Given instruction >> Present the listing below as a numbered list, omitting any blank lines.

================

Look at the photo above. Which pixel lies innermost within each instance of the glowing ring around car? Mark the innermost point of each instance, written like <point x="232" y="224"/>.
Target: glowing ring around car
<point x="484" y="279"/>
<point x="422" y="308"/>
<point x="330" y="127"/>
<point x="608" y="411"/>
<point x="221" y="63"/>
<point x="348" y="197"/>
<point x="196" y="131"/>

================

Solution to this task >>
1. Look at the photo above. Which pixel lies innermost within each instance of the glowing ring around car? Mark the innermost point of each instance, written like <point x="232" y="224"/>.
2. Target: glowing ring around car
3. <point x="484" y="279"/>
4. <point x="422" y="308"/>
5. <point x="330" y="127"/>
6. <point x="608" y="411"/>
7. <point x="221" y="63"/>
8. <point x="348" y="197"/>
9. <point x="196" y="131"/>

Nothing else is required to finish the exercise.